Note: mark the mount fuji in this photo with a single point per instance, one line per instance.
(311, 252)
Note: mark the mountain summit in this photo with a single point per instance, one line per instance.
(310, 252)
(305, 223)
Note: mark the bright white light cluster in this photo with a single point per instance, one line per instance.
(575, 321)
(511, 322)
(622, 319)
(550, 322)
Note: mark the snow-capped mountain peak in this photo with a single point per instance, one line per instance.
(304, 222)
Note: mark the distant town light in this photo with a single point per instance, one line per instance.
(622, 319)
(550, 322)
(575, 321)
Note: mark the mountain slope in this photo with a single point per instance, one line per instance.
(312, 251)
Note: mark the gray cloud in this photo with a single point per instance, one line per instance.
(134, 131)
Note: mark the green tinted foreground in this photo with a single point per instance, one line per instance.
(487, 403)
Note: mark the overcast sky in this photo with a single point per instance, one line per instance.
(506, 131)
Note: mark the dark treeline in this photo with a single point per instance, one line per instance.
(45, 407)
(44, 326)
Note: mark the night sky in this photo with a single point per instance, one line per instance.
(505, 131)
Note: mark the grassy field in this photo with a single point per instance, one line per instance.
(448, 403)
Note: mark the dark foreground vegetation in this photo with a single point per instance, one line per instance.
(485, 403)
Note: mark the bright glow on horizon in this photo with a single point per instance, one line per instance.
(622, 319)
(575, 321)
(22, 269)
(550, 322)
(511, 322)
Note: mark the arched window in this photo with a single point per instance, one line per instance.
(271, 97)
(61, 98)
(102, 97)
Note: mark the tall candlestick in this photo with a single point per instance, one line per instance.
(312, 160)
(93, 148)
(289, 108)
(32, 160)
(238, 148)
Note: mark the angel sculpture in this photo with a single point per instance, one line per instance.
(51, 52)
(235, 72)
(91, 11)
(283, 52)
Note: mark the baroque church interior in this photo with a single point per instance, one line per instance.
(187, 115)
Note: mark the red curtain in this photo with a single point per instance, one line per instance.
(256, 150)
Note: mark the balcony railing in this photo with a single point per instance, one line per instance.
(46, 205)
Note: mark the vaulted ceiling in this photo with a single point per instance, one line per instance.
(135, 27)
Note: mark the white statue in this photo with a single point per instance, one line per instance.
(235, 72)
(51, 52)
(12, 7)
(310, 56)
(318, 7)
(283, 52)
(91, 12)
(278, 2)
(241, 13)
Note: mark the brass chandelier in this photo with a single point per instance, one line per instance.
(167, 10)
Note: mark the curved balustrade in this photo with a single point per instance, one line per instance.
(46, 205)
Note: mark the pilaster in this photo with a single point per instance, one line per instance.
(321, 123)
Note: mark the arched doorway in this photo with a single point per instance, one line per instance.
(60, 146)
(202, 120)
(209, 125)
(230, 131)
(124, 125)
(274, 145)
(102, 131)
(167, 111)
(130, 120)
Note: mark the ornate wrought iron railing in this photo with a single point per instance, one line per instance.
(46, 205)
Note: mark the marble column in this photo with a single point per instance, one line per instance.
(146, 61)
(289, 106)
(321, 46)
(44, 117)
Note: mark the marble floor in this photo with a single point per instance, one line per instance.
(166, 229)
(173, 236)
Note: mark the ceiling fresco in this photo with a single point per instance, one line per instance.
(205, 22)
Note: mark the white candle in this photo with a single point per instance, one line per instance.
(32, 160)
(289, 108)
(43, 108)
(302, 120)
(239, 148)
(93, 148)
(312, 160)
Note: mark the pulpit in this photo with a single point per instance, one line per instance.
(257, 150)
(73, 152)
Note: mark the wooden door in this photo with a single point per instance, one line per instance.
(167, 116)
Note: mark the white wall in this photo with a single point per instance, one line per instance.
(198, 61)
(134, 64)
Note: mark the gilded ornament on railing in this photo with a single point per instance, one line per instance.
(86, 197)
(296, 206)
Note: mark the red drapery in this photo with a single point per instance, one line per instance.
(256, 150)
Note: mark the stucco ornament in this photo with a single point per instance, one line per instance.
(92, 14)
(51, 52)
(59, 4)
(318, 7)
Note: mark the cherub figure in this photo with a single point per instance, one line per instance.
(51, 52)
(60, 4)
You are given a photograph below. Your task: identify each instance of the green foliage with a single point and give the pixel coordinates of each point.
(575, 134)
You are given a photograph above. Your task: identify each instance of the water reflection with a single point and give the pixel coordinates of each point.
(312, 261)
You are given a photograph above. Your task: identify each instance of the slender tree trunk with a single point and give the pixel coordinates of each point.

Aim of the exercise – An exact transcription of every record above is required.

Exercise answer –
Note: mark the mount fuji in this photo with a single point per instance, one line per instance.
(311, 252)
Note: mark the mountain summit in this photo with a single point per instance, one line per instance.
(310, 252)
(305, 223)
Note: mark the bright white light cluster in this photo with a single point per instance, one line per instance.
(575, 321)
(511, 322)
(622, 319)
(550, 322)
Note: mark the snow-capped mountain peak in this photo with a single point per instance, one line per instance.
(304, 222)
Note: mark the distant town light in this photo with a single point per instance, one line per instance.
(622, 319)
(550, 322)
(575, 321)
Note: mark the mountain slope in this photo with a single point per instance, one line per instance.
(312, 251)
Note: mark the gray cloud in this photo with a single point per instance, one line per instance.
(134, 131)
Note: mark the green tinted foreground in this photo with a single point per instance, one line per instance.
(487, 403)
Note: mark the overcast sky in this photo with a single point per instance, one line per instance.
(506, 131)
Note: mark the dark treeline in this photo with a single point per instance, one line per instance.
(45, 407)
(44, 326)
Note: mark the night sky in this photo with a single point per instance, one line per instance.
(505, 131)
Note: mark the grassy field in this photo with a single point per instance, one line per instance.
(448, 403)
Note: mark the dark foreground vegetation in this photo with a single point per instance, one line per instance.
(485, 403)
Note: mark the bright glow on horizon in this photo with a single point per instance, one line per instance.
(622, 319)
(575, 321)
(22, 269)
(550, 322)
(511, 322)
Note: mark the arched window in this photo with a single point per instance, one line per instance.
(271, 97)
(61, 98)
(102, 97)
Note: mark the tall candlestick in this photo with a single point per instance, one line per instance.
(312, 160)
(93, 148)
(289, 108)
(32, 160)
(238, 148)
Note: mark the angel sculpture in this photo with a single point per instance, one line per instance.
(51, 52)
(235, 72)
(91, 11)
(283, 52)
Note: mark the baroque church interior in this photo with a single point per instance, one line per instance.
(187, 115)
Note: mark the red curtain in this photo with a single point per instance, one line per instance.
(256, 150)
Note: mark the balcony railing in this photo with a single point per instance, one line per instance.
(46, 205)
Note: mark the vaulted ceiling in this photo with a single point per instance, one line per instance.
(135, 27)
Note: mark the white statue in this photo with a single point per instance, one line per instance.
(235, 72)
(51, 52)
(12, 7)
(310, 56)
(318, 7)
(283, 52)
(91, 12)
(278, 2)
(241, 13)
Note: mark the brass chandelier in this photo with a single point per instance, one line per instance.
(167, 10)
Note: mark the curved balustrade in this photo with a single point per instance, one line per instance.
(46, 205)
Note: mark the pilaster in this photo with a single point per instance, one line per instance.
(321, 123)
Note: mark the arched doorway in this photo with a single point per instance, one line per instance.
(60, 146)
(202, 120)
(209, 125)
(230, 131)
(124, 125)
(274, 145)
(102, 131)
(167, 111)
(130, 120)
Note: mark the ornate wrought iron railing in this photo with a single point per instance, one line per instance.
(46, 205)
Note: mark the marble column in this photo with a single point per instance, one line per instance.
(146, 61)
(289, 106)
(321, 46)
(44, 117)
Note: mark the marble floor in this photo with a single point per instance, one line per instance.
(166, 229)
(173, 236)
Note: mark the ceiling fresco in this photo with a single point per instance, one line per instance.
(205, 22)
Note: mark the white candle in this photo with a single point per instance, one line per instance.
(32, 160)
(289, 108)
(43, 108)
(302, 120)
(239, 148)
(93, 148)
(312, 160)
Note: mark the pulpit in this photo with a single point per instance, one line per instance.
(257, 150)
(73, 152)
Note: mark the wooden door in this photo with a single point per instance, one line per instance.
(167, 116)
Note: mark the white wall in this photo with a single point per instance, one line per instance.
(198, 61)
(134, 64)
Note: mark the gilded ornament on railing in this photo with a single point per instance, one line per instance.
(86, 197)
(296, 206)
Note: mark the red drapery in this photo with a single point per instance, one line per instance.
(256, 150)
Note: mark the stucco ornament in this photo with a single point per instance, one line per instance.
(92, 14)
(51, 52)
(59, 4)
(318, 7)
Note: mark the cherub figure in this photo with a single point per instance, one line per instance.
(51, 52)
(60, 4)
You are given a photograph below. Your task: identify each instance of the green foliage with a single point and give the pixel coordinates of each point.
(575, 134)
You are given a photograph above. Your task: identify each instance of the water reflection with a single point and give the pixel coordinates of each point.
(312, 261)
You are given a photograph above. Your task: identify each instance of the slender tree trunk with a single point and give the pixel coordinates of each point.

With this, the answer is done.